## PAGE EXTRACT
_ _ _ _ _ _ _

Accurate identification of overpriced stocks and correctly priced stocks is the key to investing success. However, it is a tough task to differentiate between a fairly priced stock and an overhyped stock in a complicated market place. Investors who can spot exorbitantly priced toxic stocks and abandon them at the right time are likely to maximize portfolio returns.
Toxic stocks are usually characterized by a high debt burden and are vulnerable to external shocks. Also, there might be some serious weakness latent in the company. The unjustifiably high price of toxic stocks does not last long as the current price of these stocks exceeds their intrinsic values. Owning such stocks for a prolonged period could lead to massive erosion of wealth.
However, if you can figure out the toxic stocks precisely, you may benefit by resorting to an investing strategy called short selling—– in which one can sell a stock first and then purchase it when its price falls. While short selling excels in bear markets, it typically loses money in bull markets.
So, just like picking stocks with huge growth potential, figuring out toxic stocks and abandoning them at the right time is the key to shield your portfolio from big losses or make profits by short selling them.

_ _ _ _ _ _ _

## Dataset excerpts
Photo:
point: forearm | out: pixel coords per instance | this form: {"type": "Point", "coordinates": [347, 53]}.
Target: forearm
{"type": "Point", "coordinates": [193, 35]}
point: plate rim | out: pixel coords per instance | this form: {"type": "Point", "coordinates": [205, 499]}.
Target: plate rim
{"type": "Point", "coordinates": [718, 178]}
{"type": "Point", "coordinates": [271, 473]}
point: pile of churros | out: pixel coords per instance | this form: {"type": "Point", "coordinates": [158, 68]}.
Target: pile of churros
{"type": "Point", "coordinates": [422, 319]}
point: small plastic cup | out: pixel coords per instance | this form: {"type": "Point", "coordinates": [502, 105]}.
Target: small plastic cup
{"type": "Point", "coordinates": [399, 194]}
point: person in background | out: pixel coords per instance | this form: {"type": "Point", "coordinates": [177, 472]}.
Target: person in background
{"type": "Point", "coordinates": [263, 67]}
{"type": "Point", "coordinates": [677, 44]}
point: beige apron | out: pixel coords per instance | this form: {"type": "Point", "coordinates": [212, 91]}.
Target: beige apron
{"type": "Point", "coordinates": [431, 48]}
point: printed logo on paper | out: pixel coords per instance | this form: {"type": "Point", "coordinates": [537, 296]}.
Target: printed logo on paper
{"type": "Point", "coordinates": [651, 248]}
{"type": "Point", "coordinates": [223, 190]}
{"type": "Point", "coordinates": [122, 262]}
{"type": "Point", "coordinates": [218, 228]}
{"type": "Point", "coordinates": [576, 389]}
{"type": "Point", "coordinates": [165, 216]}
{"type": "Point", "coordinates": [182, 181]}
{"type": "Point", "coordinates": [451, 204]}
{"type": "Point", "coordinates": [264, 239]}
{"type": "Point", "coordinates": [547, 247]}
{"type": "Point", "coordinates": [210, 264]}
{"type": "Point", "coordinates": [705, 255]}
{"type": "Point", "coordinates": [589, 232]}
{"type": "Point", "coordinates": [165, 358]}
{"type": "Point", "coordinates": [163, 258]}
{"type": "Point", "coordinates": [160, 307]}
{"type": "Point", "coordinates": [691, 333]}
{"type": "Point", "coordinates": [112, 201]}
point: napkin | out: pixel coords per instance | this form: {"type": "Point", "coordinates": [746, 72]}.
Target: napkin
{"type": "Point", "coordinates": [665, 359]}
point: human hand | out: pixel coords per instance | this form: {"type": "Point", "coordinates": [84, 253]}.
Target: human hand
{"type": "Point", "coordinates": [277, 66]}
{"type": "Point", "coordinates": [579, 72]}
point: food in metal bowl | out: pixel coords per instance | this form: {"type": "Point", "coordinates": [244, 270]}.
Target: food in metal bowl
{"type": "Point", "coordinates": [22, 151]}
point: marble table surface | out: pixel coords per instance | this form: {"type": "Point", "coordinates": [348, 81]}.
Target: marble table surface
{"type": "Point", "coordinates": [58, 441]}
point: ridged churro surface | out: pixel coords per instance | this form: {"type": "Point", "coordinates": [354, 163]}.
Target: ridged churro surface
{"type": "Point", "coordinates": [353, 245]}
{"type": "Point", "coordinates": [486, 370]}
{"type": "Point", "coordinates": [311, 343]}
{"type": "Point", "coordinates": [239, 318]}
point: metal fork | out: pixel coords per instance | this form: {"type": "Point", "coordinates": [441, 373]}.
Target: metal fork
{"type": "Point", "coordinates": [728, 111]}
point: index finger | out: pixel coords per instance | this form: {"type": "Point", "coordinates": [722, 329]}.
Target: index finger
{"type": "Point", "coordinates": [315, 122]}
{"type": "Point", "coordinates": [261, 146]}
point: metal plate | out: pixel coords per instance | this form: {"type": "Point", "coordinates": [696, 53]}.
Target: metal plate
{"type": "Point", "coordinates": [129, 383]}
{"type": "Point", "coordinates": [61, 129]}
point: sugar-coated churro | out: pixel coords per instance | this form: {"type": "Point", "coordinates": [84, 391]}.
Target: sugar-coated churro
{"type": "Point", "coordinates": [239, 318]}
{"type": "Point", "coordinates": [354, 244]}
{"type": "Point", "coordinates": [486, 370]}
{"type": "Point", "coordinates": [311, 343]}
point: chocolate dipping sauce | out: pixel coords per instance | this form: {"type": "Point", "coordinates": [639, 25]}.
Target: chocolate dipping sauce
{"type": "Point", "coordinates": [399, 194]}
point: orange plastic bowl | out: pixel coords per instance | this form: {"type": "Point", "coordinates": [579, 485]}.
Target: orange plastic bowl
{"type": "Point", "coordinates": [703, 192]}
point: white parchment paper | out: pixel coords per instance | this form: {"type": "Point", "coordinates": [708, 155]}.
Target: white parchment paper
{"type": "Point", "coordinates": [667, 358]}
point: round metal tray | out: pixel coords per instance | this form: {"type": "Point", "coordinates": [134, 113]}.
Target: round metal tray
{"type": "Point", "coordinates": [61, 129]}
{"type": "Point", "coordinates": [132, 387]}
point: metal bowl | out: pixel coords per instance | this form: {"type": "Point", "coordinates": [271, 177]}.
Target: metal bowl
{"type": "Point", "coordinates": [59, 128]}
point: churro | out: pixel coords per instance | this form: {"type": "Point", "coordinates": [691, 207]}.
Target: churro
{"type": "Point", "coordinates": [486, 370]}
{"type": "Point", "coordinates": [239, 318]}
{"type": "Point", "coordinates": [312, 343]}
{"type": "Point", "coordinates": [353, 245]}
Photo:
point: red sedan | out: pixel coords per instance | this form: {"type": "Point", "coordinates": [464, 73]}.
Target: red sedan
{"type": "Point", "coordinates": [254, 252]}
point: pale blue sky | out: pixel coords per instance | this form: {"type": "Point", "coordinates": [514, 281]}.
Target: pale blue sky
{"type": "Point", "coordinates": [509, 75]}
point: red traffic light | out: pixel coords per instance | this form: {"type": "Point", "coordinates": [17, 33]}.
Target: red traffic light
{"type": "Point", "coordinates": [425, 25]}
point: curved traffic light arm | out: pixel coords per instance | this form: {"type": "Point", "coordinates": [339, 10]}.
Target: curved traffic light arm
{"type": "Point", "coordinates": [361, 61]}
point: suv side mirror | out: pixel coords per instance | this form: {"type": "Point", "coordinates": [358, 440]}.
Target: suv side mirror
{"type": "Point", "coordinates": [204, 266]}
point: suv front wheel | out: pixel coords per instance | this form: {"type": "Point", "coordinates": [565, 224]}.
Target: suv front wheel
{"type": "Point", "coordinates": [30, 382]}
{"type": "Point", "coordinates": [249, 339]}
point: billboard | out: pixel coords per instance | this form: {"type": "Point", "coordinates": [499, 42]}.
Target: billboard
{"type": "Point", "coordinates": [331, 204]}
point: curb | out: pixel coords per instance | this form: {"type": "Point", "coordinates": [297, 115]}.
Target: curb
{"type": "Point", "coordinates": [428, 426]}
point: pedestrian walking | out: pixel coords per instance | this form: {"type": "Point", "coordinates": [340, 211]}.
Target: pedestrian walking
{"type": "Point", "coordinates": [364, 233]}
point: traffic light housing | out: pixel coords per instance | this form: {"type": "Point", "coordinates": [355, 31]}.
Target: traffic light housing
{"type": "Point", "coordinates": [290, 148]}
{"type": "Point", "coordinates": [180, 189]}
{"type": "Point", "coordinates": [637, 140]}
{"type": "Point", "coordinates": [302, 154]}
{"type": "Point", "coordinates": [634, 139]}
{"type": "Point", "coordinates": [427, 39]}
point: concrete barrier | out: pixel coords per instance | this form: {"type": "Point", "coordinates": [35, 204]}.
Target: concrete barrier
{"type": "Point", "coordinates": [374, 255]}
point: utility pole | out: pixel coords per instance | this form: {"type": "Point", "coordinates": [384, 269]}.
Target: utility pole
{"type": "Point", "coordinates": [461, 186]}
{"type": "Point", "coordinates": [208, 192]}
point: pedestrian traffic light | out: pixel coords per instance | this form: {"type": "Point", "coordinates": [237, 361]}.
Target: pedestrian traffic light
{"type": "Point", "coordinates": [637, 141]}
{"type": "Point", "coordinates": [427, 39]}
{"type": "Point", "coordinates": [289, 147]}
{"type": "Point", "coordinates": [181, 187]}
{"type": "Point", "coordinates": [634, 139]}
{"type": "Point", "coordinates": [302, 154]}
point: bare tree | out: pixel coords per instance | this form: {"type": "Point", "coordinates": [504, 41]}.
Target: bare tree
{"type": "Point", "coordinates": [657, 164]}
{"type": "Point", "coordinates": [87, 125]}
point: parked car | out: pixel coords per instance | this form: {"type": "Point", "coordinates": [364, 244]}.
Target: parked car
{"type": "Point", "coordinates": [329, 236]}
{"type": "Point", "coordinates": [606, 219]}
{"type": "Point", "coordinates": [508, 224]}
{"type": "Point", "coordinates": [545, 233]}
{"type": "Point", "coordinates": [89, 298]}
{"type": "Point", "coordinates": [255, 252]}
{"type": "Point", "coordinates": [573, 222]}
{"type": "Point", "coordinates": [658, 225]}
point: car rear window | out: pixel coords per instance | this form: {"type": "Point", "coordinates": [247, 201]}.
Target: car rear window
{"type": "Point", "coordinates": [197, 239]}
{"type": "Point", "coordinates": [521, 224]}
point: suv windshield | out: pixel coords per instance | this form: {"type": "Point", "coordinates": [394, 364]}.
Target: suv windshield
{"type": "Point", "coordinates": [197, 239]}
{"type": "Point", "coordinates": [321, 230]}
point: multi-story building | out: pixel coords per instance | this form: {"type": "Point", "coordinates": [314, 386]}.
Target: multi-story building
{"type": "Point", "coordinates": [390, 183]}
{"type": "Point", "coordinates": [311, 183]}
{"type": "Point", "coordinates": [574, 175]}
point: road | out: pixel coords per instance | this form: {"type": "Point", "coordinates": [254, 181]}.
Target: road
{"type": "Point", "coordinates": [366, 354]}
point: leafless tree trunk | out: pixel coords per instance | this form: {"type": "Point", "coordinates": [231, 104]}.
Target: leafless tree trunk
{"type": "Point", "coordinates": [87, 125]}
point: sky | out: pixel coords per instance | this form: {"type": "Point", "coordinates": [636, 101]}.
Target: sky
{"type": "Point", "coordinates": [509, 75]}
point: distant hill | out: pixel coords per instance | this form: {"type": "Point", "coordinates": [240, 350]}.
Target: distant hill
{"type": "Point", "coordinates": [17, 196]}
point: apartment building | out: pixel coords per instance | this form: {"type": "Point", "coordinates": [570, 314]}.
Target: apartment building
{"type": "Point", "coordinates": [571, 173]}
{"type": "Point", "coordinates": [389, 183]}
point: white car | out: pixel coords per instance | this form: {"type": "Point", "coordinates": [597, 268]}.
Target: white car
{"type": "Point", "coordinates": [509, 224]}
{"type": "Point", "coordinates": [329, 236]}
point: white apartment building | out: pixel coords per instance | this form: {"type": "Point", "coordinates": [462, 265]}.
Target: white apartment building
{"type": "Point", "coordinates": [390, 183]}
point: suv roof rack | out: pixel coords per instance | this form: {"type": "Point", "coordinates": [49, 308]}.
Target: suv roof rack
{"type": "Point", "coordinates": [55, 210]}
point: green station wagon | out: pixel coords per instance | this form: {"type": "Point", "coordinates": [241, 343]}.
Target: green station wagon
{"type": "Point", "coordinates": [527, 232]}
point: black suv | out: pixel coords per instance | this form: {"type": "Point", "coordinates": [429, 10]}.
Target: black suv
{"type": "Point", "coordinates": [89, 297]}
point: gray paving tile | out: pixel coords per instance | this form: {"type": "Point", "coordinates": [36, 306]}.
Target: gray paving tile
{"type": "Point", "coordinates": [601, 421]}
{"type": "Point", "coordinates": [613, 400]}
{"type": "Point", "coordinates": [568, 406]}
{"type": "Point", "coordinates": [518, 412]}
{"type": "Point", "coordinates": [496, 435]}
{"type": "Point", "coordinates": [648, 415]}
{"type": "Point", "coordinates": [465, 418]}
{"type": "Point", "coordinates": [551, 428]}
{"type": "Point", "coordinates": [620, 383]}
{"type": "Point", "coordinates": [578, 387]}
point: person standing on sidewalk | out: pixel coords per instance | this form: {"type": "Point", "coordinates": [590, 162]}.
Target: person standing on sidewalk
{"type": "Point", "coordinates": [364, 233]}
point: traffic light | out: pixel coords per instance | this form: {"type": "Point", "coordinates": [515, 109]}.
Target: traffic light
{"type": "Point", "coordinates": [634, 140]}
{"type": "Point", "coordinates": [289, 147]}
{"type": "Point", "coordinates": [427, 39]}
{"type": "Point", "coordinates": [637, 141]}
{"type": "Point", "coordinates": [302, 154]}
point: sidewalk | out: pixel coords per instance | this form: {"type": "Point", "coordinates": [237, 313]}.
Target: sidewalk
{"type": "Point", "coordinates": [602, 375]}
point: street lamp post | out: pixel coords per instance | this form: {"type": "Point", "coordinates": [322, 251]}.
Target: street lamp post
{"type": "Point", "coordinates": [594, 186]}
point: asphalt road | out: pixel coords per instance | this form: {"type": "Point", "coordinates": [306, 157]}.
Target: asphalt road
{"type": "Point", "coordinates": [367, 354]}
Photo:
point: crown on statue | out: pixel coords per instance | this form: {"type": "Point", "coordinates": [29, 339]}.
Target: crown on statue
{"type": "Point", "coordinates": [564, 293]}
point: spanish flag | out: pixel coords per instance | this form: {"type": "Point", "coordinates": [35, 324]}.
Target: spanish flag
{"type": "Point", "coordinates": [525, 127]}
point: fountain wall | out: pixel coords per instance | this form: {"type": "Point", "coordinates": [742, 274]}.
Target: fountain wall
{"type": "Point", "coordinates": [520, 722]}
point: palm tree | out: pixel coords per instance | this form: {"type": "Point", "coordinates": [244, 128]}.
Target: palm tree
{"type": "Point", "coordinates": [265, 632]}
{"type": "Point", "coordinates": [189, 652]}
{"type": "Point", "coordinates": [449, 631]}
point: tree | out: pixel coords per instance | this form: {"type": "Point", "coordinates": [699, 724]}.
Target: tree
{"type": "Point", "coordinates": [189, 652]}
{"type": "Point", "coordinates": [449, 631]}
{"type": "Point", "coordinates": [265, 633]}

_ _ _ _ _ _ _

## YOUR TASK
Swap "big losses" for "heavy losses" and write out the passage on toxic stocks from "So, just like" down to "short selling them.". The material plays no part in this.

## ANSWER SECTION
So, just like picking stocks with huge growth potential, figuring out toxic stocks and abandoning them at the right time is the key to shield your portfolio from heavy losses or make profits by short selling them.